■ Text excerpt
The October 2011 report of the WMATA Riders' Advisory Council Chair contained a note indicating that a RAC member had requested (using the RAC's investigative powers) documentation from the agency concerning, among other items, the "development of a real-time collision-avoidance system for Metrorail trains", further defined as a system "designed to serve as a continuous backup system that would provide alerts to potential safety issues, and which would supplement Metrorail’s primary electronic system to prevent crashes".

This piqued my interest, because it doesn't sound like the sort of thing which is usually expected of a rail signalling system. Rail signalling systems are (as I'll reiterate later) meant to be fail-safe, meaning that any failure must lead to the most restrictive signal indication being displayed. So long as the system is properly maintained (and that'll turn out to be an often erroneous assumption), the system should not permit unsafe conditions to exist.

So, what sort of backup system could be implemented, and do we really need one? More importantly, are there more serious, systemic problems, which will hobble any system implemented?

Rail signalling basics

Before answering those questions, it's important to clarify some points about rail signalling systems. Most mass transit systems, including Metrorail, use what is known as fixed-block signalling. I won't provide a detailed introduction to signalling principles here; for that I would recommend this series of articles on nycsubway.org.

■ Given material
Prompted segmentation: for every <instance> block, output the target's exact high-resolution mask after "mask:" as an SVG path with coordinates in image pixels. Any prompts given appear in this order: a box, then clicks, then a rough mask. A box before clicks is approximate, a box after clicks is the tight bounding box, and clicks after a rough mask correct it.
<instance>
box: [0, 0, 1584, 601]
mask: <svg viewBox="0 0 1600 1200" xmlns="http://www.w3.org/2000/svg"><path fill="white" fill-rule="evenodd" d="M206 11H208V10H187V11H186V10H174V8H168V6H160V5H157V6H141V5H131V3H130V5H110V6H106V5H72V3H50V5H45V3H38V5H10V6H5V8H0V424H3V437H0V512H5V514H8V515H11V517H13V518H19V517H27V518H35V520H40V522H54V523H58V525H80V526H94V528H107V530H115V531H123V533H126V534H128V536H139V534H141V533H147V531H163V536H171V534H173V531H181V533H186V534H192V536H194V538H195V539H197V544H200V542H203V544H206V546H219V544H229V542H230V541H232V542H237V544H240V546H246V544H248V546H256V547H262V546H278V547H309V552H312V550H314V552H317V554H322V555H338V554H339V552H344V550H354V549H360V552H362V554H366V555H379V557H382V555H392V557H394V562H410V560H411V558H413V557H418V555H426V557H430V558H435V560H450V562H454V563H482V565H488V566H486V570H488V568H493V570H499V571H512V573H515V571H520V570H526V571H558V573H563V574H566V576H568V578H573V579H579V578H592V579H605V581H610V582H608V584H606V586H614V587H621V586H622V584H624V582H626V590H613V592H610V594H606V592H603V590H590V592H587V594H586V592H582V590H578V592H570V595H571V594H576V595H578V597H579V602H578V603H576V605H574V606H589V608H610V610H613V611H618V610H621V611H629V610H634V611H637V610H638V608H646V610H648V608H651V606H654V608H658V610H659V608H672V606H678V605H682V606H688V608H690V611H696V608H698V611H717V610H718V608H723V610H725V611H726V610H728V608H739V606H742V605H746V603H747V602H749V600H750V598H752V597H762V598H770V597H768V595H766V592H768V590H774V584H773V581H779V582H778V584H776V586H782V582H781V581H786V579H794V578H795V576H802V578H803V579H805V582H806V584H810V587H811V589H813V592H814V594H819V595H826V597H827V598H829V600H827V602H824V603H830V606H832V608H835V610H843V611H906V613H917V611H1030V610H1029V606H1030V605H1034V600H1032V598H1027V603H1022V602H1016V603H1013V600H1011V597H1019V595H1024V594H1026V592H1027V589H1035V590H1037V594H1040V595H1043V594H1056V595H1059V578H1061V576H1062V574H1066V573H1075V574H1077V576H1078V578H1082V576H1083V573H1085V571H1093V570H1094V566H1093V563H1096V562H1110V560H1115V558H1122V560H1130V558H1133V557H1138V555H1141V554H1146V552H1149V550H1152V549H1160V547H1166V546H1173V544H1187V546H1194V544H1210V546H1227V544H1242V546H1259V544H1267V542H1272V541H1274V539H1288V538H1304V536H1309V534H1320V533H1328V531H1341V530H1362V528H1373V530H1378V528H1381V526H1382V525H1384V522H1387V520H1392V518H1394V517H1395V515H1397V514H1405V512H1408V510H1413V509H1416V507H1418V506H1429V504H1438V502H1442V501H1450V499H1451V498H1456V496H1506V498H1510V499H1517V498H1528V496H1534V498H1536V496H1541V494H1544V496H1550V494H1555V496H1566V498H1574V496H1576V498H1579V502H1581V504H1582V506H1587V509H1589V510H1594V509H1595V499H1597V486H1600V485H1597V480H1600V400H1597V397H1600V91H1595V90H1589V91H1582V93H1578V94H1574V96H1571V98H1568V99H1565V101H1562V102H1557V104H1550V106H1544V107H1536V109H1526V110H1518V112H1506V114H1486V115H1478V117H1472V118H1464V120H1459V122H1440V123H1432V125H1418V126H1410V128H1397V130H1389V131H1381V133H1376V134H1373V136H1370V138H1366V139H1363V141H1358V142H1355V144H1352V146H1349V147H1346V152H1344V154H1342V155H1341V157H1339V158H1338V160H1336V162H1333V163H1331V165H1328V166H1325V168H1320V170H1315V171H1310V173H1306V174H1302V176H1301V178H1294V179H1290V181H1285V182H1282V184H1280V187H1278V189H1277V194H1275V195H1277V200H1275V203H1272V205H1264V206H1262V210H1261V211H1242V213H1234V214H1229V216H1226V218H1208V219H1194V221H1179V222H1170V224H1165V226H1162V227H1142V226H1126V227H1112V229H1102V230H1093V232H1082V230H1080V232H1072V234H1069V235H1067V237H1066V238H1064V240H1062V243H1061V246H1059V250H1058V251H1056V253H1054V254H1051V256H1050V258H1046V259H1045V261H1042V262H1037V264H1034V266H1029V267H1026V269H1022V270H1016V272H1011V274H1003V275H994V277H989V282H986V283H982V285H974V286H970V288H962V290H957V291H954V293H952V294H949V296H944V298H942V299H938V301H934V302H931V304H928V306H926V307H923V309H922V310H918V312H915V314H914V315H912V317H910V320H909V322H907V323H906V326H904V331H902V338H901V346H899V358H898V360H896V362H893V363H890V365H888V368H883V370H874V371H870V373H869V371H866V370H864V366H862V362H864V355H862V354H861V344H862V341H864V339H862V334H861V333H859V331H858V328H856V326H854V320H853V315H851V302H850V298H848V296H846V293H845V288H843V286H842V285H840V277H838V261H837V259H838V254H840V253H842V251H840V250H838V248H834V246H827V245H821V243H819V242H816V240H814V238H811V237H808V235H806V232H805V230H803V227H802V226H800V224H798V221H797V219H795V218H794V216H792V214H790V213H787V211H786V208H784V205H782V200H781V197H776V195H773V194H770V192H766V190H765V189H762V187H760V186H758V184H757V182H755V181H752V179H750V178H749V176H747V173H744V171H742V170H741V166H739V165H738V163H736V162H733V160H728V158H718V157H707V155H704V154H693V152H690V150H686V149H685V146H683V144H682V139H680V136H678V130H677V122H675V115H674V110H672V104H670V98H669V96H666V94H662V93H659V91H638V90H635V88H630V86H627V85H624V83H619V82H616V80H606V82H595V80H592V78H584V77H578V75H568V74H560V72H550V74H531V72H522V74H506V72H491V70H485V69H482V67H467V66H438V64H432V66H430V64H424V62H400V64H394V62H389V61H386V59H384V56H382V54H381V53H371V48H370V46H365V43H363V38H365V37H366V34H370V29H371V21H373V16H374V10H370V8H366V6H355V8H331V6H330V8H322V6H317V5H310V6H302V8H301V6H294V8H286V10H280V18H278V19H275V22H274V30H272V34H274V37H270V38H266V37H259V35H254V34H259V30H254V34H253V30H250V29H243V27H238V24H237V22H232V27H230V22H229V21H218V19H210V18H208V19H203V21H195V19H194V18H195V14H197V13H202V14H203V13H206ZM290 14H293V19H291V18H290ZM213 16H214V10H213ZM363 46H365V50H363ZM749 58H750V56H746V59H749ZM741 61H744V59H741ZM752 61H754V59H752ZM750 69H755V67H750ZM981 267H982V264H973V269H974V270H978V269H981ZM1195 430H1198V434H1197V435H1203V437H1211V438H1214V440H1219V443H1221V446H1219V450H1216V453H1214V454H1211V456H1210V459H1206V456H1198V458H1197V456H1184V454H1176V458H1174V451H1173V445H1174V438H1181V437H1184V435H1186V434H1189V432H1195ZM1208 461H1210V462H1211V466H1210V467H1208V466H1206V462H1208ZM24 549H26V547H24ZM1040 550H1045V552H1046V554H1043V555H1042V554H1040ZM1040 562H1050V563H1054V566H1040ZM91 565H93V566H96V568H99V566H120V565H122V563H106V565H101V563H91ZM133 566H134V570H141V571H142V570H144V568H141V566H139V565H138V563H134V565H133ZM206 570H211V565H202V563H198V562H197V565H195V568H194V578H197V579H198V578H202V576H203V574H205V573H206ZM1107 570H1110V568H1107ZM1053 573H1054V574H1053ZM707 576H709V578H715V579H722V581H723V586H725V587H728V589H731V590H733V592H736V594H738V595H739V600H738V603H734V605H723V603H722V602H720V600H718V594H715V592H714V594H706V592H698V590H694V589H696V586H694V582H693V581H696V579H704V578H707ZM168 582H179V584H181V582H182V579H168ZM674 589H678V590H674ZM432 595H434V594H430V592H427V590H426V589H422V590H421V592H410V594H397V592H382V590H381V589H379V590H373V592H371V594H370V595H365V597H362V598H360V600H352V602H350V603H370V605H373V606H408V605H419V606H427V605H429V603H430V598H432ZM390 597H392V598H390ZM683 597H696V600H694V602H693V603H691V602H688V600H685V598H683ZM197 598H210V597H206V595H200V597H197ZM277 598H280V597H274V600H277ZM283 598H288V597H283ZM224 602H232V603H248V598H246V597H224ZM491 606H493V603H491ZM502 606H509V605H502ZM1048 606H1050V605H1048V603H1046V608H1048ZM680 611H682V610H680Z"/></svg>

■ What you need to do
**A.** Translate this sentence from the Metrorail signaling article into Spanish: "Most mass transit systems, including Metrorail, use what is known as fixed-block signalling."
**B.** Retype the passage of the Metrorail signaling article between "This piqued my" and "any system implemented?", inclusive.
This data comes from a separate source.

■ Results for each task
**A.** La mayoría de los sistemas de transporte masivo, incluido Metrorail, utilizan lo que se conoce como señalización de bloques fijos.

**B.**
This piqued my interest, because it doesn't sound like the sort of thing which is usually expected of a rail signalling system. Rail signalling systems are (as I'll reiterate later) meant to be fail-safe, meaning that any failure must lead to the most restrictive signal indication being displayed. So long as the system is properly maintained (and that'll turn out to be an often erroneous assumption), the system should not permit unsafe conditions to exist.

So, what sort of backup system could be implemented, and do we really need one? More importantly, are there more serious, systemic problems, which will hobble any system implemented?